(Natural-language object grounding data)
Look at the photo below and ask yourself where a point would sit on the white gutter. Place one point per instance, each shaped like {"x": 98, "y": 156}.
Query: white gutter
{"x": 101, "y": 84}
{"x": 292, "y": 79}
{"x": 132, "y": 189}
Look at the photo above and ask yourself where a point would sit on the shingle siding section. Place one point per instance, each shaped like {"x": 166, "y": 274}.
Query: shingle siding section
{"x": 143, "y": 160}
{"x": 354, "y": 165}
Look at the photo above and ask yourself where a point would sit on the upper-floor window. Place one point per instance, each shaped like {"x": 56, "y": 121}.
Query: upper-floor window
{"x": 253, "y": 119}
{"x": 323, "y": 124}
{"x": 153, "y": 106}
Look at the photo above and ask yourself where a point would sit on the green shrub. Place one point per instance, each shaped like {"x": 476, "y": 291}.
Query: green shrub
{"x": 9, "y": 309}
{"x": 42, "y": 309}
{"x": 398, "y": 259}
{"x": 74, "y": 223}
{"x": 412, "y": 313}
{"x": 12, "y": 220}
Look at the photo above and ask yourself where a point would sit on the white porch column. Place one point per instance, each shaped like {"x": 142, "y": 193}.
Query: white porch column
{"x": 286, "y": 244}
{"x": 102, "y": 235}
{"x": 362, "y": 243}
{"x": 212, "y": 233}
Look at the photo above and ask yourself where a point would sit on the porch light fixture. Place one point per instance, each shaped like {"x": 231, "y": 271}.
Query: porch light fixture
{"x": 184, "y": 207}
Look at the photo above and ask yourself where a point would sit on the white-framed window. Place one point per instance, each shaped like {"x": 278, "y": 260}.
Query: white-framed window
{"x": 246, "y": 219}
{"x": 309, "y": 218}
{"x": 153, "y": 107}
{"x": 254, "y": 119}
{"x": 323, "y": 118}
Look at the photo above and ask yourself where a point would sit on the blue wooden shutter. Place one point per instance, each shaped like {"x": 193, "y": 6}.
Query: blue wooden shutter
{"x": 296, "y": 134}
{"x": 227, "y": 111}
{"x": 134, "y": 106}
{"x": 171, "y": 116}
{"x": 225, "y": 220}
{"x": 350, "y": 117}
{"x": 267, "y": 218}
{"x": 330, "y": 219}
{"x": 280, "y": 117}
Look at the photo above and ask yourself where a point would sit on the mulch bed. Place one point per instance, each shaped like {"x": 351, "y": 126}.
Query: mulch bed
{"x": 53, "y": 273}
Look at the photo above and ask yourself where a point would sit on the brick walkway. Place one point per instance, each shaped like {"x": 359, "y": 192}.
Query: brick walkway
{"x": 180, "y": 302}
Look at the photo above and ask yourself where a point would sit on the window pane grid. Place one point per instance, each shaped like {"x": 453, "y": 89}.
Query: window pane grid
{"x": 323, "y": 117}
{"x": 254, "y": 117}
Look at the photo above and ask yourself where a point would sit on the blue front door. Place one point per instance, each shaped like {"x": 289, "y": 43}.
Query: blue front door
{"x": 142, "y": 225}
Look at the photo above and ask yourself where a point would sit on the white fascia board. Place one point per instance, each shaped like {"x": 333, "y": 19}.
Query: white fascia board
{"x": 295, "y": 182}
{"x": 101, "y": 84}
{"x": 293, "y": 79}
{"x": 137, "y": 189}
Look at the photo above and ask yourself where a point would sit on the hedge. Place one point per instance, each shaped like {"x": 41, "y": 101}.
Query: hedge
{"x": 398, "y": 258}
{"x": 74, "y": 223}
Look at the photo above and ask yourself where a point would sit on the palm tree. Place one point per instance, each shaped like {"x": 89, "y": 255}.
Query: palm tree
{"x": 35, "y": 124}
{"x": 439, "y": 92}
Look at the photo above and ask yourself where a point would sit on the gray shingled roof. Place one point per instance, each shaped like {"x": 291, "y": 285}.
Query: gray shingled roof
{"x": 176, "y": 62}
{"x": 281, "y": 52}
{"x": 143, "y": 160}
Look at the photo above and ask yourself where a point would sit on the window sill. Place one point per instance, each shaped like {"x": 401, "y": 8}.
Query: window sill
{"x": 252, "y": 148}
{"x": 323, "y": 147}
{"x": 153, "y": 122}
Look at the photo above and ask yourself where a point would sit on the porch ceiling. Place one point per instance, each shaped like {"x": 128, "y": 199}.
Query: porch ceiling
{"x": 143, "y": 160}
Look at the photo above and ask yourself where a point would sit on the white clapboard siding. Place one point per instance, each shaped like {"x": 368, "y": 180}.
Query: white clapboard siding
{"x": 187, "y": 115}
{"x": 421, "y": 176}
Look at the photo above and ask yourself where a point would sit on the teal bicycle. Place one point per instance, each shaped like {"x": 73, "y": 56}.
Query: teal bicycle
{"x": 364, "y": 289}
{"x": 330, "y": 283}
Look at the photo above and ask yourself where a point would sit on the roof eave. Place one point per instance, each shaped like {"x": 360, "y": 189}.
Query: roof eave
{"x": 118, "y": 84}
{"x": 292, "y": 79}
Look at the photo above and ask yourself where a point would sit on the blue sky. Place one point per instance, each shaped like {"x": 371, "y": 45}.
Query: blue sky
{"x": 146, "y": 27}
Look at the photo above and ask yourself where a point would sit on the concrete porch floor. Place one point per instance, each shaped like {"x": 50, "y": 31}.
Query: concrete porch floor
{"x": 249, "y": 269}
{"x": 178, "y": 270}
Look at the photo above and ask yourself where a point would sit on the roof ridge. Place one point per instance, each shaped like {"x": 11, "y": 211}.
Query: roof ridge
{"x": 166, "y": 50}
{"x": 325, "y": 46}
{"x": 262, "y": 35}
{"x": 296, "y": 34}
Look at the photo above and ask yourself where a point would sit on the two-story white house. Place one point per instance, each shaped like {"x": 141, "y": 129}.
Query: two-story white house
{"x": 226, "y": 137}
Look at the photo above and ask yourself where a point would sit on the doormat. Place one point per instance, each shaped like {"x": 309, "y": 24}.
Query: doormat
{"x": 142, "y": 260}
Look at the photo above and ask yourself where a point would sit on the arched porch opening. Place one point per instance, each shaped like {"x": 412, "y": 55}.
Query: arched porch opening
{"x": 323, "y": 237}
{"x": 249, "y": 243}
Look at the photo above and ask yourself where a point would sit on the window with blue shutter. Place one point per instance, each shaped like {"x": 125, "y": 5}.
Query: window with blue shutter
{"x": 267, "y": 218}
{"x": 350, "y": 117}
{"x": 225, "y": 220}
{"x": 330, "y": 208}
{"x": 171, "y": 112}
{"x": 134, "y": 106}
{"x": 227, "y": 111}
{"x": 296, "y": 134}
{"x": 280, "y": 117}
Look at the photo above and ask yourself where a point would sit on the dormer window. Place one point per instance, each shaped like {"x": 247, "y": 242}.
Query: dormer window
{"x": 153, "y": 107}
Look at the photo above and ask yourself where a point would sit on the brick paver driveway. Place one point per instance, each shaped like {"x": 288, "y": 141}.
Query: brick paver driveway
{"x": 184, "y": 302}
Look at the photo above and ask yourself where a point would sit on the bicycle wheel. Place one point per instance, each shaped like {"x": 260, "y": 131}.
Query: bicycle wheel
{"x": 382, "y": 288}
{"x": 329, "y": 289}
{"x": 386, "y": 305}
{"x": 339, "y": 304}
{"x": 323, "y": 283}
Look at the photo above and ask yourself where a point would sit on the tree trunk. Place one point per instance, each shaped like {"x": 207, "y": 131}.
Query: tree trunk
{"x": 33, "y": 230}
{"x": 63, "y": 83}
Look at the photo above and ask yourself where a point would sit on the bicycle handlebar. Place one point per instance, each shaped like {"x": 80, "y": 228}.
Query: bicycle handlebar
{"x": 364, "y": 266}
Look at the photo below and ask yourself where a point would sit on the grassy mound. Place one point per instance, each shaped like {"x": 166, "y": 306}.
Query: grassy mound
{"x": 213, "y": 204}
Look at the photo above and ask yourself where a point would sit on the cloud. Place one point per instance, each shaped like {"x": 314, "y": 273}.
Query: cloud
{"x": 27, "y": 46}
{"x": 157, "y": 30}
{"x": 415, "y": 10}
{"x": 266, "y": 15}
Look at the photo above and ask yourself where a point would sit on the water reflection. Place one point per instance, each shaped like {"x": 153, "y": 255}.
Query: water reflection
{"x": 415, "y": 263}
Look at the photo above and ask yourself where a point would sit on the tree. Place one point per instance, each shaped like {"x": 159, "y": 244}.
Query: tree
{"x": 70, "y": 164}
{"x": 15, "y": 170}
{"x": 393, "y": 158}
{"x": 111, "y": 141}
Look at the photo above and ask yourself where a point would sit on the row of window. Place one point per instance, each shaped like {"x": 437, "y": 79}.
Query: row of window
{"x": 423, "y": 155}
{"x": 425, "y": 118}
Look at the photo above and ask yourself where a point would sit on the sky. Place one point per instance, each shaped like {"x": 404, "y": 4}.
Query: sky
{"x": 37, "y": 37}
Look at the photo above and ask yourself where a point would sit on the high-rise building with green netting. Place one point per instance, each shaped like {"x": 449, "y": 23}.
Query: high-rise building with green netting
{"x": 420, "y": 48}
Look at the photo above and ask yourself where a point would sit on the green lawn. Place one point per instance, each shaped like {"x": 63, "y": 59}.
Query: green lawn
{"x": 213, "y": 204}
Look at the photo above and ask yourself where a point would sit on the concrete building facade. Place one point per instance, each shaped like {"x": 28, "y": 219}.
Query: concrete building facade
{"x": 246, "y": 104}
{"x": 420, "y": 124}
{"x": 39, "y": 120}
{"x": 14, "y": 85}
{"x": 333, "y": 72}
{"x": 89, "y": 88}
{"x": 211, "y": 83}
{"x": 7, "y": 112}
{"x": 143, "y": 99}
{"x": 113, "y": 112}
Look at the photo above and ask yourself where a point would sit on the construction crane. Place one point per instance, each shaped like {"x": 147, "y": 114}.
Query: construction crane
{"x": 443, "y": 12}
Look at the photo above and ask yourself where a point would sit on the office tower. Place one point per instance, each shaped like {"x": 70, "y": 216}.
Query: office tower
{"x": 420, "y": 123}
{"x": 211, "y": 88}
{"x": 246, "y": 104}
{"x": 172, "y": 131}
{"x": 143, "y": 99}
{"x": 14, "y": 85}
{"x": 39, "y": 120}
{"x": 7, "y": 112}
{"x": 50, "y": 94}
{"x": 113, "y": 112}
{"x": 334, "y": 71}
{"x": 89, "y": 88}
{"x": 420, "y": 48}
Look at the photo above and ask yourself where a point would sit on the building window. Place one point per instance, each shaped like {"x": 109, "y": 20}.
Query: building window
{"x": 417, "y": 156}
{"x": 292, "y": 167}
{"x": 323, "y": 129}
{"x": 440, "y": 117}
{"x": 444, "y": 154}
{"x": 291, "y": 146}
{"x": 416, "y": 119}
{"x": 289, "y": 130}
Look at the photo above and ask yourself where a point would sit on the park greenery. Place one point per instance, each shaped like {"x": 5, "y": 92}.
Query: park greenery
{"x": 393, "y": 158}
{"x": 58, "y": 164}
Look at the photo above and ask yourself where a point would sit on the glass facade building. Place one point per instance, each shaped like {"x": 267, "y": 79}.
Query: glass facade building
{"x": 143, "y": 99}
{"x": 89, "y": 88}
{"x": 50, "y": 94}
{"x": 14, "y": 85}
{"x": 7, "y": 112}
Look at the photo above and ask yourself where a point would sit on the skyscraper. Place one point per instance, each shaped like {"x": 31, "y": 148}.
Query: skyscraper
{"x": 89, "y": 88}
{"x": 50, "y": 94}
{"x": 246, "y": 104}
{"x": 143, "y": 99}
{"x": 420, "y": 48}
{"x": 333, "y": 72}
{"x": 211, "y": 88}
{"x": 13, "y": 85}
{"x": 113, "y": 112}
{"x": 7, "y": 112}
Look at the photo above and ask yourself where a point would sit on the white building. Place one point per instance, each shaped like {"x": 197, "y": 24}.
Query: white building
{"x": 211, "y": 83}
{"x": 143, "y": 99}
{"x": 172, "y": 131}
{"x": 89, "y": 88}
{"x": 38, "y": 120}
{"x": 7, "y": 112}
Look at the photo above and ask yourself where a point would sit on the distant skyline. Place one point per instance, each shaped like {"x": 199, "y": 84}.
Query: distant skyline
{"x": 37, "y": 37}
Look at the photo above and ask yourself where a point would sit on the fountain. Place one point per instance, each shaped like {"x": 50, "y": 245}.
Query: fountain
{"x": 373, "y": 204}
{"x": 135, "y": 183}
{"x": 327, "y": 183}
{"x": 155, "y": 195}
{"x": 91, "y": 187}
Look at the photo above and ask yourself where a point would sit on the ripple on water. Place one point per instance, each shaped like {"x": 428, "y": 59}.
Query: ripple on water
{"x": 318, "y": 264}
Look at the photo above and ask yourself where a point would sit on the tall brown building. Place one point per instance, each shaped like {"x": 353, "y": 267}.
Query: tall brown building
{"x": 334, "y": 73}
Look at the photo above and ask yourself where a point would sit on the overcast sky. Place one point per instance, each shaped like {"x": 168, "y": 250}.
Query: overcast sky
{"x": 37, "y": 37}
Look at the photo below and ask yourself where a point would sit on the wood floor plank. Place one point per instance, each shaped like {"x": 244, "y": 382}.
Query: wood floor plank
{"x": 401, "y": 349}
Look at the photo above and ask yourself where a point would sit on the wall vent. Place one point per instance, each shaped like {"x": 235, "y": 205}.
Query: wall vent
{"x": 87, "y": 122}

* _What you should do_: Your answer should consist only of the lines above between the line holding "Query: office tower" and the line holding "on the skyscraper.", inclusive, each transcribed exactly.

* _Finished task_:
Query: office tower
{"x": 420, "y": 123}
{"x": 211, "y": 88}
{"x": 246, "y": 104}
{"x": 172, "y": 131}
{"x": 143, "y": 99}
{"x": 14, "y": 85}
{"x": 39, "y": 120}
{"x": 7, "y": 112}
{"x": 50, "y": 94}
{"x": 113, "y": 112}
{"x": 334, "y": 71}
{"x": 89, "y": 88}
{"x": 420, "y": 48}
Look at the photo above and ask yourself where a point would sit on the building window. Place one point per instance, each shaped like {"x": 109, "y": 20}.
Query: building window
{"x": 417, "y": 156}
{"x": 292, "y": 167}
{"x": 323, "y": 129}
{"x": 440, "y": 117}
{"x": 444, "y": 154}
{"x": 291, "y": 146}
{"x": 416, "y": 119}
{"x": 289, "y": 130}
Look at the photo above and ask yourself where a point would sit on the park greenery. Place one point per instance, each shaped like {"x": 5, "y": 92}.
Query: park greenery
{"x": 393, "y": 158}
{"x": 58, "y": 164}
Look at the photo above and ask yourself where a point would sit on the glass facade building. Place one point per instance, each shaped like {"x": 267, "y": 79}.
Query: glass facade building
{"x": 143, "y": 99}
{"x": 89, "y": 88}
{"x": 50, "y": 94}
{"x": 14, "y": 85}
{"x": 7, "y": 112}
Look at the photo above and ask yourself where a point would sit on the skyscraper. Place one point per instance, each shaped like {"x": 31, "y": 148}.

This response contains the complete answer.